** Material for this exercise **
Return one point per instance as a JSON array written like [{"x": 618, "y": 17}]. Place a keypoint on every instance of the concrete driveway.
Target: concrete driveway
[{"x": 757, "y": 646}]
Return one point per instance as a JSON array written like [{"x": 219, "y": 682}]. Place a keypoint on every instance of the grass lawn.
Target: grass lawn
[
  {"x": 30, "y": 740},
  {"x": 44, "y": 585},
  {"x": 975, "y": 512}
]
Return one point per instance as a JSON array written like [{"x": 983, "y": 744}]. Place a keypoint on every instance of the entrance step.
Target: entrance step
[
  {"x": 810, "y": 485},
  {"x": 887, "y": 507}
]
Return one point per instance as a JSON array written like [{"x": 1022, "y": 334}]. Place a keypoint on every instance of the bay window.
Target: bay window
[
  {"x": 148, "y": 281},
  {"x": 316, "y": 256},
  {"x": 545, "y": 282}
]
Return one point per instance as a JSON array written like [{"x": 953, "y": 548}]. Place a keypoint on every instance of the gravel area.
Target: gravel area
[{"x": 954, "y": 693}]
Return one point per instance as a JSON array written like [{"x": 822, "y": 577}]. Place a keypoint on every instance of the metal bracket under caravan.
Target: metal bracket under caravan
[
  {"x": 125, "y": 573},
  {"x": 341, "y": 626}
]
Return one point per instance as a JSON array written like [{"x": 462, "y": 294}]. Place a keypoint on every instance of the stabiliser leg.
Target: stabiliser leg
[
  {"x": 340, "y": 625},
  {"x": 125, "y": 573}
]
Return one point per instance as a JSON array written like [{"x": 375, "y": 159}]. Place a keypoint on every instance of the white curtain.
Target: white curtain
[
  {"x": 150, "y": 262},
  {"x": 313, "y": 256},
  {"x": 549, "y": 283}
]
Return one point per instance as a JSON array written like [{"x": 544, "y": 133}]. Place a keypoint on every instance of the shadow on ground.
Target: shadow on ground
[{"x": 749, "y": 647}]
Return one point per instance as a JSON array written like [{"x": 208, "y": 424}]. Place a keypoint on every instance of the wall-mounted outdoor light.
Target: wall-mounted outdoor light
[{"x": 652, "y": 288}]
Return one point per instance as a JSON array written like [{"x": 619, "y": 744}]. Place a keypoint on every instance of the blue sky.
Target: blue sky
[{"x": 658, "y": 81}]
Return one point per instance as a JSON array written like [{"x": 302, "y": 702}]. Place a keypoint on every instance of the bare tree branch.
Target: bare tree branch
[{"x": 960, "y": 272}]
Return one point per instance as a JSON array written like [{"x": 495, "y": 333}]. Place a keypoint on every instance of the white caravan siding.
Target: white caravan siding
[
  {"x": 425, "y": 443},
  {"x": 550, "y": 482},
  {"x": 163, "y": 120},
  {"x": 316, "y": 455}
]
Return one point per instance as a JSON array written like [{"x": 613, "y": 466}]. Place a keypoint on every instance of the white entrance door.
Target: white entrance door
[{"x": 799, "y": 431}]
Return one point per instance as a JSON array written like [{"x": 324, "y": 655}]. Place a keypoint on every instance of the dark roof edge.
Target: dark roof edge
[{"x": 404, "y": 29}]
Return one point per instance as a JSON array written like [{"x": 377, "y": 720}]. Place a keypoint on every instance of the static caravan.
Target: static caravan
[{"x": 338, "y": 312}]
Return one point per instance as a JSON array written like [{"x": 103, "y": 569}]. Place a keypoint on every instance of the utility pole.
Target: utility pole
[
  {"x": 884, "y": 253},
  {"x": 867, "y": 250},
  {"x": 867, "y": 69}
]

** Description of the task **
The data above should be copied exactly, with no line omitted.

** Solved exercise **
Return one point per instance as a JSON array written like [{"x": 618, "y": 17}]. Place a keypoint on every instance of the concrete driveway.
Target: concrete driveway
[{"x": 757, "y": 646}]
Return one point per instance as a JSON array written like [{"x": 219, "y": 682}]. Place a keypoint on every instance of the grass lawn.
Target: grass lawn
[
  {"x": 30, "y": 740},
  {"x": 44, "y": 585},
  {"x": 975, "y": 512}
]
Return one point per instance as a JSON array written like [{"x": 983, "y": 744}]. Place a keypoint on every instance of the entrance step.
Target: entrance step
[
  {"x": 810, "y": 485},
  {"x": 887, "y": 507}
]
Return one point per instance as a JSON array written like [{"x": 1022, "y": 334}]. Place a keypoint on every instance of the bay window.
Target: bay window
[
  {"x": 148, "y": 281},
  {"x": 316, "y": 256},
  {"x": 545, "y": 282}
]
Return one point per instance as a JSON array written like [{"x": 953, "y": 548}]. Place a keypoint on every instance of the gravel area.
Target: gravel area
[{"x": 954, "y": 693}]
Return one point per instance as a JSON array written like [{"x": 822, "y": 577}]. Place a keypoint on every instance of the metal bracket under caravan.
Target: metal bracket under caravan
[
  {"x": 125, "y": 573},
  {"x": 341, "y": 626}
]
Return one point per instance as a JSON array written like [{"x": 462, "y": 294}]. Place a keypoint on every instance of the stabiliser leg.
Target: stabiliser leg
[
  {"x": 340, "y": 625},
  {"x": 125, "y": 573}
]
Return one point per instance as a JSON array written like [{"x": 375, "y": 159}]. Place a keypoint on every instance of the white curtain.
Target: white curtain
[
  {"x": 150, "y": 262},
  {"x": 313, "y": 256},
  {"x": 549, "y": 283}
]
Return one point per instance as a JSON array written like [{"x": 544, "y": 133}]. Place a keypoint on every instance of the shadow on ground.
Target: shadow on ground
[{"x": 749, "y": 647}]
Return one point per instance as a JSON array written like [{"x": 208, "y": 424}]. Place a keypoint on every instance of the wall-mounted outdoor light.
Target: wall-mounted outdoor light
[{"x": 652, "y": 288}]
Return one point per instance as a JSON array written like [{"x": 619, "y": 744}]. Place a keypoint on every instance of the blue sky.
Target: blue sky
[{"x": 658, "y": 81}]
Return one point per instance as a JSON array written like [{"x": 302, "y": 702}]. Place a keypoint on every instance of the bare tree branch.
Target: bare tree branch
[{"x": 960, "y": 272}]
Return one point per instance as a JSON array written like [{"x": 495, "y": 333}]. Place a keypoint on every instance of the white caravan siding.
Target: white caravan siding
[
  {"x": 425, "y": 443},
  {"x": 550, "y": 482},
  {"x": 163, "y": 120},
  {"x": 316, "y": 455}
]
Return one point per instance as a JSON array written like [{"x": 613, "y": 466}]. Place a keypoint on every instance of the white entrance door.
Target: white entrance door
[{"x": 799, "y": 431}]
Return one point per instance as a JSON array written like [{"x": 324, "y": 655}]. Place a keypoint on every instance of the dark roof edge.
Target: dark roof edge
[{"x": 404, "y": 29}]
Return one point per instance as a JSON array written like [{"x": 377, "y": 720}]. Place a keypoint on every instance of the static caravan.
Target: static caravan
[{"x": 338, "y": 312}]
Return one point per instance as a JSON array written like [{"x": 103, "y": 569}]. Place a keypoint on every instance of the utility pole.
Target: utility pole
[
  {"x": 884, "y": 253},
  {"x": 867, "y": 250},
  {"x": 867, "y": 69}
]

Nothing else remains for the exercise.